--- Rows ---
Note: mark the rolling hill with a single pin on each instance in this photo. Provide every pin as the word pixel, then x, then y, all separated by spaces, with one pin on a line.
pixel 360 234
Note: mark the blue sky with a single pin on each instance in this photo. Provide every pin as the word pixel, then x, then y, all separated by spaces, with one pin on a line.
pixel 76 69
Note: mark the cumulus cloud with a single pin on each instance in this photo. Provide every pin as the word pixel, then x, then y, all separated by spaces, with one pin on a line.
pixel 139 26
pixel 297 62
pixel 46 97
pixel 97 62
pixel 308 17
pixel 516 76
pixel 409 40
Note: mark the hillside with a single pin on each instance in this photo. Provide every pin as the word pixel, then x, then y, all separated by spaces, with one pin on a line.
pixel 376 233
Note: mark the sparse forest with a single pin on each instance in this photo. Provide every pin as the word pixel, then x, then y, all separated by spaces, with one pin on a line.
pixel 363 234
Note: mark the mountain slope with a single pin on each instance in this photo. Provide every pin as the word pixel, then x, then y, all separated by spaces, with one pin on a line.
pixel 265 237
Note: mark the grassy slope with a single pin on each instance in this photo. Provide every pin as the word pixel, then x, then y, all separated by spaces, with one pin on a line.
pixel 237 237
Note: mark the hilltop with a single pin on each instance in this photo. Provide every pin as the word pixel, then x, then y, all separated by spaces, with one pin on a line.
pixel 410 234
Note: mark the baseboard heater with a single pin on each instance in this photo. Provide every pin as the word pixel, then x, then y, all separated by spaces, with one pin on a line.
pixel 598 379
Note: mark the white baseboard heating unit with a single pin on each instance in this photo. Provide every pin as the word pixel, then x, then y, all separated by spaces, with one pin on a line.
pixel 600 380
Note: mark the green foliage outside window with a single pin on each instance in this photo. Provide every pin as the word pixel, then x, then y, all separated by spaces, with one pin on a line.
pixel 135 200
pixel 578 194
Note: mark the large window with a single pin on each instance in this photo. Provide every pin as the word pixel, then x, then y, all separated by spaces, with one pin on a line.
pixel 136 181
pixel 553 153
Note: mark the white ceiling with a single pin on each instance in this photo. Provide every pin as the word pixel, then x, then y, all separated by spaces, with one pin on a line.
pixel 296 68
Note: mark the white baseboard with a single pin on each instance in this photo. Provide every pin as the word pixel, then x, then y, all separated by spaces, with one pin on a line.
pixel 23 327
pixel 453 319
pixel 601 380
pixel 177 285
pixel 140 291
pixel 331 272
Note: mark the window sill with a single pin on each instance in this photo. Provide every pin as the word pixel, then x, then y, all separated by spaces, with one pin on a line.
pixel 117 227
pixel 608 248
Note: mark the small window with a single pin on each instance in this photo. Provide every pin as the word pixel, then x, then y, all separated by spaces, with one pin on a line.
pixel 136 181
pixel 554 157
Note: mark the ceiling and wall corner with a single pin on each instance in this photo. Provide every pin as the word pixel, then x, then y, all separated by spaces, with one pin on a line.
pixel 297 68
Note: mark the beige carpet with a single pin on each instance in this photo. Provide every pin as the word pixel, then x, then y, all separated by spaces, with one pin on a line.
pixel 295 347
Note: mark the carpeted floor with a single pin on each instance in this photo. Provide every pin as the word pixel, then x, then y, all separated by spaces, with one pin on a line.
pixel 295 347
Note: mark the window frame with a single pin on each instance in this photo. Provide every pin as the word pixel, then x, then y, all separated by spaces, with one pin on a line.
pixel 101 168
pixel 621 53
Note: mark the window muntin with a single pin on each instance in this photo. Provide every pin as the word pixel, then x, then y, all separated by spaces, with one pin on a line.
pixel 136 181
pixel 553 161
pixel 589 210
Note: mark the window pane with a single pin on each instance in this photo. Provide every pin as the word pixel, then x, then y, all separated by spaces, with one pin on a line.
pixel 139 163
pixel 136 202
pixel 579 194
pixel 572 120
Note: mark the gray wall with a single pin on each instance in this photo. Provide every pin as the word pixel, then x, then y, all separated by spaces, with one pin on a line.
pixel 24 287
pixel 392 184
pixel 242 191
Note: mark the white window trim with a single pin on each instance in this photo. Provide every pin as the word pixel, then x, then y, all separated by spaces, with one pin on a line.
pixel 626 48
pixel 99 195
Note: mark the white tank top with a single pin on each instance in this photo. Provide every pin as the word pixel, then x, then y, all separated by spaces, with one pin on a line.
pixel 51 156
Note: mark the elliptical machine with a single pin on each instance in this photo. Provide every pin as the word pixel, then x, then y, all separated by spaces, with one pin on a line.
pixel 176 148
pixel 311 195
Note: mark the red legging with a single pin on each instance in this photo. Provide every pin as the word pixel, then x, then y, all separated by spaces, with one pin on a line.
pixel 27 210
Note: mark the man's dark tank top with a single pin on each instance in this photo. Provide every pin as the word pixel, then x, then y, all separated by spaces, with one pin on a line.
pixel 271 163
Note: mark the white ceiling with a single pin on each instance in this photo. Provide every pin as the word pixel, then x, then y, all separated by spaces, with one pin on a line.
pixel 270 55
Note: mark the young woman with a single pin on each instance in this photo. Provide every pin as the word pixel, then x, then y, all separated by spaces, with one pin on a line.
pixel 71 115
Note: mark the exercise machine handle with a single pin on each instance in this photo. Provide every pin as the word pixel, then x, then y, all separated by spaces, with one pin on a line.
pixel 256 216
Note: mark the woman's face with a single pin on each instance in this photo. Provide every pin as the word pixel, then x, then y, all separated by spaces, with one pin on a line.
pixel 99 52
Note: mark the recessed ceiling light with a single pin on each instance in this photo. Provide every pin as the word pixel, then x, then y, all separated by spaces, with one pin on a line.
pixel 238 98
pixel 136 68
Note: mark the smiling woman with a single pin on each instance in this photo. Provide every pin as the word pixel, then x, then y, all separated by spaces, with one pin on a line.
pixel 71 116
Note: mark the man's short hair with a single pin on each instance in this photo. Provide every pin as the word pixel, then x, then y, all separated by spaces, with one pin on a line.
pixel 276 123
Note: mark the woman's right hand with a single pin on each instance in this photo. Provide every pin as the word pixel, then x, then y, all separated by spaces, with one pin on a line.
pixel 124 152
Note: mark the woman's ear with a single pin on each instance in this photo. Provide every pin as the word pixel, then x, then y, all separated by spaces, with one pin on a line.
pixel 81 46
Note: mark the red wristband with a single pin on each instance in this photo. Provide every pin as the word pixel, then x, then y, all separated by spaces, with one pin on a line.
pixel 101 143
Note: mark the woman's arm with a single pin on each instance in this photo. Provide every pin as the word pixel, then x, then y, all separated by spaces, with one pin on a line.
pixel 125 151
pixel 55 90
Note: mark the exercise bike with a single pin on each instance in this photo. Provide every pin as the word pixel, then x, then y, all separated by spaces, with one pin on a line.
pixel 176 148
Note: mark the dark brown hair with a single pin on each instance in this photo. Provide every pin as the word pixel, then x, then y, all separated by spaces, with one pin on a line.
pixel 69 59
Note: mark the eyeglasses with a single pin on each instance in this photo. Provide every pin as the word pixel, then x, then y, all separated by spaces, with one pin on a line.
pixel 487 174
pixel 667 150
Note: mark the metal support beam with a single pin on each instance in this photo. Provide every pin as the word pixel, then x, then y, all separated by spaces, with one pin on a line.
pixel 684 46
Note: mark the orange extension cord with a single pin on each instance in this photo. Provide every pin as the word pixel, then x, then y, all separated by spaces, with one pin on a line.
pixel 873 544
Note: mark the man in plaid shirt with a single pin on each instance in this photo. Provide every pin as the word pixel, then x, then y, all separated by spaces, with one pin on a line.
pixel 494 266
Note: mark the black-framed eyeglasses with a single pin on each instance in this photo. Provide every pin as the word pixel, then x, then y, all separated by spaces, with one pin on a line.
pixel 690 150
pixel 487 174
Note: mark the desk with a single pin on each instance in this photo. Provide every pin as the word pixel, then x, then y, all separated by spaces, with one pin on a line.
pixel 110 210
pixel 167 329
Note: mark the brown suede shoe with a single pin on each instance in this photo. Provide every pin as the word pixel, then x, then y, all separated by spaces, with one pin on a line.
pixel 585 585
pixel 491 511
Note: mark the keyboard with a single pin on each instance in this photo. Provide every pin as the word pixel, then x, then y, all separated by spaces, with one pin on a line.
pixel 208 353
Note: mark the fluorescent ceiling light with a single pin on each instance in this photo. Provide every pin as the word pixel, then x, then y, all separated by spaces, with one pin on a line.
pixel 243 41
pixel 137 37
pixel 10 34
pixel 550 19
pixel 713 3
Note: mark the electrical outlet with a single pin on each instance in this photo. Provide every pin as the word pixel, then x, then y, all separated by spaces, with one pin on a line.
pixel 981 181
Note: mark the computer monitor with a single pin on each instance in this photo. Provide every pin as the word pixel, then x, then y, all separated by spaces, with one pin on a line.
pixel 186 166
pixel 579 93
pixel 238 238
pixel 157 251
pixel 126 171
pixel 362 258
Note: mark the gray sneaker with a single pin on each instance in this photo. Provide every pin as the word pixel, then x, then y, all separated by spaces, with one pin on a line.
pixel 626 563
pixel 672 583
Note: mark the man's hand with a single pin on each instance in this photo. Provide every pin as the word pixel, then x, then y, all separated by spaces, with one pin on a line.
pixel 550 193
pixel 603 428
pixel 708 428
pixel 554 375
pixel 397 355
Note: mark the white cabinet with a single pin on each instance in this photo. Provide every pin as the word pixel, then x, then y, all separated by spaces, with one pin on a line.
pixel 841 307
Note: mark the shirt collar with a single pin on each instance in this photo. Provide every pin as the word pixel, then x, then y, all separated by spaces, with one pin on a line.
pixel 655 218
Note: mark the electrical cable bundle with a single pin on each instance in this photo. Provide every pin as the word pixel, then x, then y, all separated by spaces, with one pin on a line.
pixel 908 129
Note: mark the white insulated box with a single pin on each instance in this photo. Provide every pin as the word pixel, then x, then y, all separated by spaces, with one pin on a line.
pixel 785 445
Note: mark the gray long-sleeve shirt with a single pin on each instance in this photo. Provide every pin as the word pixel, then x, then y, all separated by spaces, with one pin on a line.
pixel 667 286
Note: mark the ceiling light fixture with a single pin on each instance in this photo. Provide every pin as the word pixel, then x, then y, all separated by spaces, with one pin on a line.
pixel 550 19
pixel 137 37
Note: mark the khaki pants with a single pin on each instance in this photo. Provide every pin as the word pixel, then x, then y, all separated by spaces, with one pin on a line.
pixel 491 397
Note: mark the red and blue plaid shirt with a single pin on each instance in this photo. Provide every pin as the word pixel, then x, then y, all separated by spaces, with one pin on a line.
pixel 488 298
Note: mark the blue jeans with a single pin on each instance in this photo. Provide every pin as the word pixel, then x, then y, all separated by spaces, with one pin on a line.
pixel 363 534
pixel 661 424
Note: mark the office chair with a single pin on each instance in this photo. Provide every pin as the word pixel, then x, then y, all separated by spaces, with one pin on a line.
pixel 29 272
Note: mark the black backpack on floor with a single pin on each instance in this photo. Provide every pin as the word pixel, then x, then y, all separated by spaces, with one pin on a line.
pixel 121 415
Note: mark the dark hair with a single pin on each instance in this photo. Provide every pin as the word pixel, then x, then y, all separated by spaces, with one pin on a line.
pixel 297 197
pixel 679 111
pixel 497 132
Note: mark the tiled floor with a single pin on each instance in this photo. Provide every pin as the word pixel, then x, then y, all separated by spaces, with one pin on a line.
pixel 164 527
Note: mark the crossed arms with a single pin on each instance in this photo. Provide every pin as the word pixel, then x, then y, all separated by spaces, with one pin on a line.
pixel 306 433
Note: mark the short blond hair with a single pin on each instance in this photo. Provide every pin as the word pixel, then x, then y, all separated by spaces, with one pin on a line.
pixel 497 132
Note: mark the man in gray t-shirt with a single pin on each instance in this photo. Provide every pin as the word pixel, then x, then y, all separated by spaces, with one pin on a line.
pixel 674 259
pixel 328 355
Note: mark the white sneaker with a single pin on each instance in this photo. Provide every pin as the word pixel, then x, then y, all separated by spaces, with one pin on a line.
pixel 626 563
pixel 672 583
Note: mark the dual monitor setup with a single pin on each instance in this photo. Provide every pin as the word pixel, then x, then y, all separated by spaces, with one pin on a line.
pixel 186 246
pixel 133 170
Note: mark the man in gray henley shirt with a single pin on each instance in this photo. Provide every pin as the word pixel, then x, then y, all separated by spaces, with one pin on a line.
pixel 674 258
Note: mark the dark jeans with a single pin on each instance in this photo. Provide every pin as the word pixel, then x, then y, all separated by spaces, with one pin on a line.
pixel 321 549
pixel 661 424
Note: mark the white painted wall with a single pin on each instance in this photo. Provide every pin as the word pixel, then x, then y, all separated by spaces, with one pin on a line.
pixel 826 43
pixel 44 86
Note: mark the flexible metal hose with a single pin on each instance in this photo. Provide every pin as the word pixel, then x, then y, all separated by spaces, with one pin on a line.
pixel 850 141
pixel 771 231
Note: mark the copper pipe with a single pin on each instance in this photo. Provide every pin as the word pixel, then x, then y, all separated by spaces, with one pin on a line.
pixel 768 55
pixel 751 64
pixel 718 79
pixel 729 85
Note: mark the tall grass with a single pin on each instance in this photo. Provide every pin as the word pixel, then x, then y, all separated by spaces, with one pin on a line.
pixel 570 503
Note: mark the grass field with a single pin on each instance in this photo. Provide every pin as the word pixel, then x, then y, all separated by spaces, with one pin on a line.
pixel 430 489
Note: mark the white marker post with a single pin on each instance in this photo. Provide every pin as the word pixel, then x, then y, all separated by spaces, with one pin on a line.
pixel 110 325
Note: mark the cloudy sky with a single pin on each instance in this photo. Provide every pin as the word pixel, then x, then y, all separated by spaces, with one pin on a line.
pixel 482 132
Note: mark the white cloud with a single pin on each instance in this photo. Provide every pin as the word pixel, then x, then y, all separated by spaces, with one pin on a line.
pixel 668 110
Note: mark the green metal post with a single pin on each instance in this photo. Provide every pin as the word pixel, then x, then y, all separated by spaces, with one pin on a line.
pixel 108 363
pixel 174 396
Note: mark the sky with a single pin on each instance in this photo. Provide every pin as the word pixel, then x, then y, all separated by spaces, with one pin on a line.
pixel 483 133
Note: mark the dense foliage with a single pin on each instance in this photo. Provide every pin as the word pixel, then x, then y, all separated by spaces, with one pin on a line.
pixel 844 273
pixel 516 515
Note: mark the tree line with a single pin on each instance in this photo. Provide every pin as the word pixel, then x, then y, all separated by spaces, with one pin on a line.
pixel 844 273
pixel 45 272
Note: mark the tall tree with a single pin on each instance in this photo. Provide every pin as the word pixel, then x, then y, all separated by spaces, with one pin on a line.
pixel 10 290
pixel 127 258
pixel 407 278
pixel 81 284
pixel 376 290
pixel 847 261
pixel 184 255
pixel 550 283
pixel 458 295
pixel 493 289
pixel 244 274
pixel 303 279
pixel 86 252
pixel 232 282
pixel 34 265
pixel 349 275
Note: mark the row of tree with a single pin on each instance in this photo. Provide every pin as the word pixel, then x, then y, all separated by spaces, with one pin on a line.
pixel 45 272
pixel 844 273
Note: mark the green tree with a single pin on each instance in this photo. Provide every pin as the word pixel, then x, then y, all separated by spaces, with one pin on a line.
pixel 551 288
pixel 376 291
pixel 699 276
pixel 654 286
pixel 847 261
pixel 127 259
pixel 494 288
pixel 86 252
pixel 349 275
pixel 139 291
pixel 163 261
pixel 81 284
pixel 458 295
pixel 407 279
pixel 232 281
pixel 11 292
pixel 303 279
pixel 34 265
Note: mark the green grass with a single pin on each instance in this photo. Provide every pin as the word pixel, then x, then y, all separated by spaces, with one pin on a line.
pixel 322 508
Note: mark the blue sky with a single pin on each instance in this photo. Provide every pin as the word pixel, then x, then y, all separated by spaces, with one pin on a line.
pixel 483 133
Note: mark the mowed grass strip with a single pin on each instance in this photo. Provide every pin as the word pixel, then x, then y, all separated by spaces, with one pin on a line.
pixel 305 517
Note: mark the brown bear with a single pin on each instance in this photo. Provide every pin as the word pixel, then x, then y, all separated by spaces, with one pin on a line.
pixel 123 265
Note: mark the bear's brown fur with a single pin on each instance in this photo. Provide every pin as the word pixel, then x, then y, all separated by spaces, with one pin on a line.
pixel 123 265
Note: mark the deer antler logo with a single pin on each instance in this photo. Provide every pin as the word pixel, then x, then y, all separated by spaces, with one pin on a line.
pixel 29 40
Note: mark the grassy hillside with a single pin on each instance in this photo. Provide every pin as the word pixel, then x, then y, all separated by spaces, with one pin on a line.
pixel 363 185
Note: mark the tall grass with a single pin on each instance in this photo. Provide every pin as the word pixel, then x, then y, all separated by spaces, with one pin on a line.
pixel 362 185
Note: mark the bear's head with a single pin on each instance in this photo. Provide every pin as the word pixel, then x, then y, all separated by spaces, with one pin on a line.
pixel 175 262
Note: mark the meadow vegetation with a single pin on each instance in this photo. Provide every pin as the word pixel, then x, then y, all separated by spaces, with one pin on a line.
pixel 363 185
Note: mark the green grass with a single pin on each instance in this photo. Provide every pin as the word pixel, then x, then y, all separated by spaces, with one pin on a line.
---
Exercise prompt:
Rescale the data starting with the line that contains "Note: mark the grassy slope" and going on through the line that contains "pixel 598 379", and reproduce only those lines, requests included. Multiply each x and y coordinate in the answers by 0.2 and round it to a whole number, with halves rounded up.

Written answer:
Note: mark the grassy slope with a single pin on each instance in this photo. Provide every pin as the word pixel, then x, then y, all separated by spaces, with one pin on a line.
pixel 47 47
Note: mark the hilltop with a single pin on each instance in this photo. Provide every pin as the word pixel, then x, then y, all separated by spaces, with one pin on a line.
pixel 82 47
Note: mark the baseboard heater with a single pin on each instance in this photo. Provide every pin as the word pixel, then x, then y, all separated by spaces, with one pin on a line.
pixel 120 76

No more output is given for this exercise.